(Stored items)
BEGIN

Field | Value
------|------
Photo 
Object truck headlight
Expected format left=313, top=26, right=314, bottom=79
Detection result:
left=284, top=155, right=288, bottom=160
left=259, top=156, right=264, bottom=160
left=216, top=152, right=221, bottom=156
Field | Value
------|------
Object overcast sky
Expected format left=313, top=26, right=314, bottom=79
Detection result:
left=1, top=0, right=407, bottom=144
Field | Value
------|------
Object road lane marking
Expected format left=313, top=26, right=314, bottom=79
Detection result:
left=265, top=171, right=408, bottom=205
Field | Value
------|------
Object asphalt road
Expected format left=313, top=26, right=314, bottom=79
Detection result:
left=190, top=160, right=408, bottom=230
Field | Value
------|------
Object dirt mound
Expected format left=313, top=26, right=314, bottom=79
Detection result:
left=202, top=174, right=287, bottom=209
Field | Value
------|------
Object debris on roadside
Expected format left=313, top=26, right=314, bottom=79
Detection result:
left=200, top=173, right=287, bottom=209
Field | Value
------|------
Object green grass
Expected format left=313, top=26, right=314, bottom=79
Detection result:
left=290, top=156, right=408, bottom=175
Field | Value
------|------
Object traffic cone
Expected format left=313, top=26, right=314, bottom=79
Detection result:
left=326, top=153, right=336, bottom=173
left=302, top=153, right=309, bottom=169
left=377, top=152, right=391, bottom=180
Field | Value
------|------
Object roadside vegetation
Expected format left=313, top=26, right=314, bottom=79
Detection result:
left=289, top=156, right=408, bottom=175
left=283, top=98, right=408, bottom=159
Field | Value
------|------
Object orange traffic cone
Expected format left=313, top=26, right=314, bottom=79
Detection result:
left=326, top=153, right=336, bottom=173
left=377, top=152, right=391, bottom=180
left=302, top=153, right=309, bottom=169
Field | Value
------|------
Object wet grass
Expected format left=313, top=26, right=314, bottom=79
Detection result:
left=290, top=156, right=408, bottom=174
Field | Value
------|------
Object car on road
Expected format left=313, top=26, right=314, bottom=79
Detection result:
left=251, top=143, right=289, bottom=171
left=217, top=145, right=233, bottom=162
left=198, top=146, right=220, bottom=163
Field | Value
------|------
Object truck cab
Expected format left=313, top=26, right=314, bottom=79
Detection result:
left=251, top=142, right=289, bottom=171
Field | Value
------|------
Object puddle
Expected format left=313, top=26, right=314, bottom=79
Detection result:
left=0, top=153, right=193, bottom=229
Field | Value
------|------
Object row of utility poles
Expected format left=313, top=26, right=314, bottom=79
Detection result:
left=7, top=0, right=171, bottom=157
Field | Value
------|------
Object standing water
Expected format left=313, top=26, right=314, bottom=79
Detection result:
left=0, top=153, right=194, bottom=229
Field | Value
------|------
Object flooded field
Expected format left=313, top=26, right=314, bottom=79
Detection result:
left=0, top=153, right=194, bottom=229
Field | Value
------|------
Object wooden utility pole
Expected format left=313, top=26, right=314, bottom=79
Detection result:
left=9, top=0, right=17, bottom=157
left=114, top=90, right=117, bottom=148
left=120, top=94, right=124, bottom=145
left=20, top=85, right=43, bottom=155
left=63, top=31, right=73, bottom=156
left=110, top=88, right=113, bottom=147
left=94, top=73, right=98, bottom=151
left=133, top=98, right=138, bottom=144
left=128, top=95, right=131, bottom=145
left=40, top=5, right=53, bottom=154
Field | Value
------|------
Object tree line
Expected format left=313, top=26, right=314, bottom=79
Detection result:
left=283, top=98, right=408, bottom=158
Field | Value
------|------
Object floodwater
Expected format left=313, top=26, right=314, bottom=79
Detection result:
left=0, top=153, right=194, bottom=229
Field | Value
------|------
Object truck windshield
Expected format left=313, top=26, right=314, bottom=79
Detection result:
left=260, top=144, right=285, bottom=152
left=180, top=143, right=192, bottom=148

END

Check each line of the entries above for the word "utility". List the ones that have it.

Object row of utility poles
Object wooden utility pole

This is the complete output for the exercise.